Tasks to carry out ::
**1)** Do these statements agree with the text on the volatile keyword? Answer yes or no for each, and quote the deciding words from the text.
(a) The volatile keyword is a type qualifier.
(b) The program in the previous blog replaced the default handler for the SIGUSR2 signal.
(c) Only one level of optimization can be specified during compilation.
**2)** Which sentences in the text on the volatile keyword contain the word "program" on its own (not "programming" or "programmers")? List every one.
**3)** Answer these questions from the text on the volatile keyword:
(a) For which programmers is the volatile keyword a "must know" tool?
(b) What use of signals did the previous blog look at?
(c) Besides fast performance, what should be true of a distributed program's executable file?

The volatile keyword is what is known as a type qualifier and one that doesn’t make a lot of sense when one is programming only in the software world – most of the time. But for programmers who deal with hardware it is a “must know” tool in the software toolbox.
In the previous blog, we looked at using signals for inter-process communication. We also had a program that replaced the system’s default signal handler for the SIGUSR1 signal.
An important thing to understand is – if we are going to distribute the program we are writing for others to use, it is a good idea to distribute an optimized version of the program so that when the user uses it, its performance will be fast (and also the size of the executable file should be small).
To get an optimized version of our program, we tell the compiler that we want the executable produced at the compilation to be optimized based on the option specified. Different levels of optimization can be specified while compiling.

Information given ::
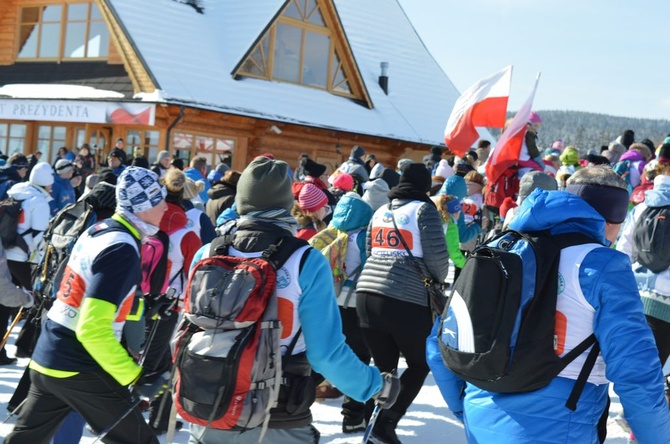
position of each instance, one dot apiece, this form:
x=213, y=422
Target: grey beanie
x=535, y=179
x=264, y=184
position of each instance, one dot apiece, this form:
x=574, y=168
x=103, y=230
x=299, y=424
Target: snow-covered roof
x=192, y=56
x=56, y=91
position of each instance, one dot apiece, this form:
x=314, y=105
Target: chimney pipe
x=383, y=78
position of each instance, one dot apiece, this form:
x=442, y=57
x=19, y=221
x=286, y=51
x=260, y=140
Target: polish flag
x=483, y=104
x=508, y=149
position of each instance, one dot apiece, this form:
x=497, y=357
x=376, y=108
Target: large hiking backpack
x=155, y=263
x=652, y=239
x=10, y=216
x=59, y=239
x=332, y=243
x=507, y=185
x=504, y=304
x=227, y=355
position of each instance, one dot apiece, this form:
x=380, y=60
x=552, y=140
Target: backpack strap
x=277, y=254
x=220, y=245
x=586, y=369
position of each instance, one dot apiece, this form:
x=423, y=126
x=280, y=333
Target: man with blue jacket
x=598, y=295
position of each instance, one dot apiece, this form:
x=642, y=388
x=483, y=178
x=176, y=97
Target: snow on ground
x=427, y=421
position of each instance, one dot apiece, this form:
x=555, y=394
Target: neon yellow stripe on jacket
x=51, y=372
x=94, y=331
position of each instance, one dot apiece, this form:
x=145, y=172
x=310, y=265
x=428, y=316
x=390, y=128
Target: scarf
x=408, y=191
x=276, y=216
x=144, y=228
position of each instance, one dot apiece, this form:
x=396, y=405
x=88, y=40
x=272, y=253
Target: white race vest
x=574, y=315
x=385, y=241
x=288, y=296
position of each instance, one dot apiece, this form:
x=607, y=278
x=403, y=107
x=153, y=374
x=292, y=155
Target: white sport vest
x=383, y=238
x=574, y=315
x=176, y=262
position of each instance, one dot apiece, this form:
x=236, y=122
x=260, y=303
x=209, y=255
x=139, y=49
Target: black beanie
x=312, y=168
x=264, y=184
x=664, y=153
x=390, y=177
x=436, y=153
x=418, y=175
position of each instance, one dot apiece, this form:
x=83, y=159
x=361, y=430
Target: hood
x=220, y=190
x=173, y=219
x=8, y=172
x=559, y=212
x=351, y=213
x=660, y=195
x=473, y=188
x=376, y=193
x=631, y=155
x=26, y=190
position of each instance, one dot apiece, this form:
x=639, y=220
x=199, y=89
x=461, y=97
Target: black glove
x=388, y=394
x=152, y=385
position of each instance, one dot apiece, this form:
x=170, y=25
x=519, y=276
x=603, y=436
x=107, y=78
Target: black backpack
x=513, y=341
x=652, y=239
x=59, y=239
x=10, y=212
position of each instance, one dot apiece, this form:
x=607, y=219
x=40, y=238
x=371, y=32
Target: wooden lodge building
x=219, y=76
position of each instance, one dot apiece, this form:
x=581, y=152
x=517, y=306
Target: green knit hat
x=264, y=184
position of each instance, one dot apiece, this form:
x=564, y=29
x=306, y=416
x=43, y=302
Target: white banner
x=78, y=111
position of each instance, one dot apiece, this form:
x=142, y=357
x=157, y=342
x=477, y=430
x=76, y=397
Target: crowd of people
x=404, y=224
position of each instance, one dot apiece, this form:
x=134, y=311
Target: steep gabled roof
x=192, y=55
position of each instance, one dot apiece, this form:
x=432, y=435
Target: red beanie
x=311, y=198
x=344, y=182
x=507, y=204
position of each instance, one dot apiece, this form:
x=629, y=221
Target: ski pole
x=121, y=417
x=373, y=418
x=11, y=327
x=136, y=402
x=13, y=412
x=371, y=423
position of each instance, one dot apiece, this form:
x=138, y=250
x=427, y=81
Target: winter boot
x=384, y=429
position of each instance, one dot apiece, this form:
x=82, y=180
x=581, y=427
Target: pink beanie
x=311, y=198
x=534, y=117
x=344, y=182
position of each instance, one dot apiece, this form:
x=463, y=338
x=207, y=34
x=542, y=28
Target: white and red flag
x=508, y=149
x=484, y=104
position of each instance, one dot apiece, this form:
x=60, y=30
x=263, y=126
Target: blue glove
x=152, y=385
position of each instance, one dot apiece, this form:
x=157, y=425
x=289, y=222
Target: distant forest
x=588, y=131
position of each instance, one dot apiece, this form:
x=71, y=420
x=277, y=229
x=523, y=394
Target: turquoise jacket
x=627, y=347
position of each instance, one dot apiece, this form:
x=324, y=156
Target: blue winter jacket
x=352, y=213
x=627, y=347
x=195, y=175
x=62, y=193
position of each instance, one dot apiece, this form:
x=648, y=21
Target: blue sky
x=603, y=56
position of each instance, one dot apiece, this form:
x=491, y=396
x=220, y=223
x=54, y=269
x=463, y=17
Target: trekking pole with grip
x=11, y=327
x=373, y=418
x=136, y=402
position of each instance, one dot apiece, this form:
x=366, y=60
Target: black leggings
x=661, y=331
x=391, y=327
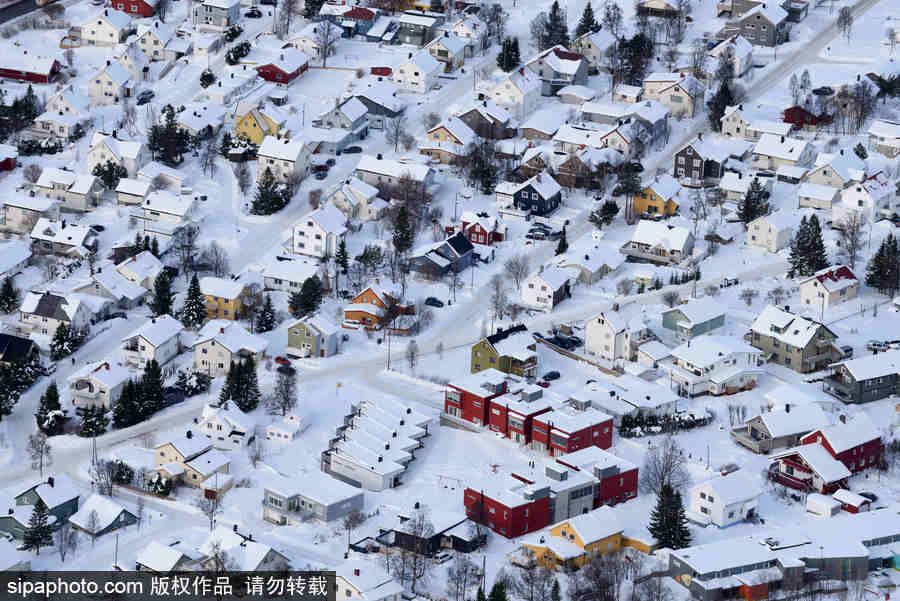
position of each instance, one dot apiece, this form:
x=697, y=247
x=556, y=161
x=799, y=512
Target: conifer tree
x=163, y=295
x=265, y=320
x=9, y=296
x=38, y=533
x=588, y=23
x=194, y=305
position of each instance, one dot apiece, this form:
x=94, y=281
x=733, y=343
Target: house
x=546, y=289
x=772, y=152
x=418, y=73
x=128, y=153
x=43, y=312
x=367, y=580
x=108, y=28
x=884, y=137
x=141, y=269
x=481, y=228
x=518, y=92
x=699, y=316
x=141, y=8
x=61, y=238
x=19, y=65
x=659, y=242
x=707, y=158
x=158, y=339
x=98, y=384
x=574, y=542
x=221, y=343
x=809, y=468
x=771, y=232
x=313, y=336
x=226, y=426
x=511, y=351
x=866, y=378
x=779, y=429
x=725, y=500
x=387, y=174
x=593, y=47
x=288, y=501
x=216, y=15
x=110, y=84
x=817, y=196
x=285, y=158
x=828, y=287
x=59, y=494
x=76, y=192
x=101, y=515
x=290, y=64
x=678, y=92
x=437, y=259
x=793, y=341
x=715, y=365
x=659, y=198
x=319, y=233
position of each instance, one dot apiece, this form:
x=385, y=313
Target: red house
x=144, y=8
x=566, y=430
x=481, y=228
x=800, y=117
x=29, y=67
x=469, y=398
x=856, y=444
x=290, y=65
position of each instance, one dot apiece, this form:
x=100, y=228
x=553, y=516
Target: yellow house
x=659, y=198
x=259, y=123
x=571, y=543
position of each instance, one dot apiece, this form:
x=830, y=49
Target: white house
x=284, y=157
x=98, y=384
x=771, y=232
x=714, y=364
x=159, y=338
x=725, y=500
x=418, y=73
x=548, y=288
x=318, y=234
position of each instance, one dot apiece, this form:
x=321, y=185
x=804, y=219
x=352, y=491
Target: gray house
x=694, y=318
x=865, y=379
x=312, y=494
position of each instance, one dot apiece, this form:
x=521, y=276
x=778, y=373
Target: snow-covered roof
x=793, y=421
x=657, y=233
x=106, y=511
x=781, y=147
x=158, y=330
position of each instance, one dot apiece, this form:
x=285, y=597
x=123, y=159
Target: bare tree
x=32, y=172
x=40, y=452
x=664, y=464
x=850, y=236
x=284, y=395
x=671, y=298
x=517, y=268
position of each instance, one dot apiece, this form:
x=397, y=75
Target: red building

Answers given ::
**1)**
(a) Yes: "The volatile keyword is what is known as a type qualifier"
(b) No: "replaced the system’s default signal handler for the SIGUSR1 signal"
(c) No: "Different levels of optimization can be specified while compiling."

**2)**
- "We also had a program that replaced the system’s default signal handler for the SIGUSR1 signal."
- "An important thing to understand is – if we are going to distribute the program we are writing for others to use, it is a good idea to distribute an optimized version of the program so that when the user uses it, its performance will be fast (and also the size of the executable file should be small)."
- "To get an optimized version of our program, we tell the compiler that we want the executable produced at the compilation to be optimized based on the option specified."

**3)**
(a) Programmers who deal with hardware.
(b) Using signals for inter-process communication.
(c) Its size should be small.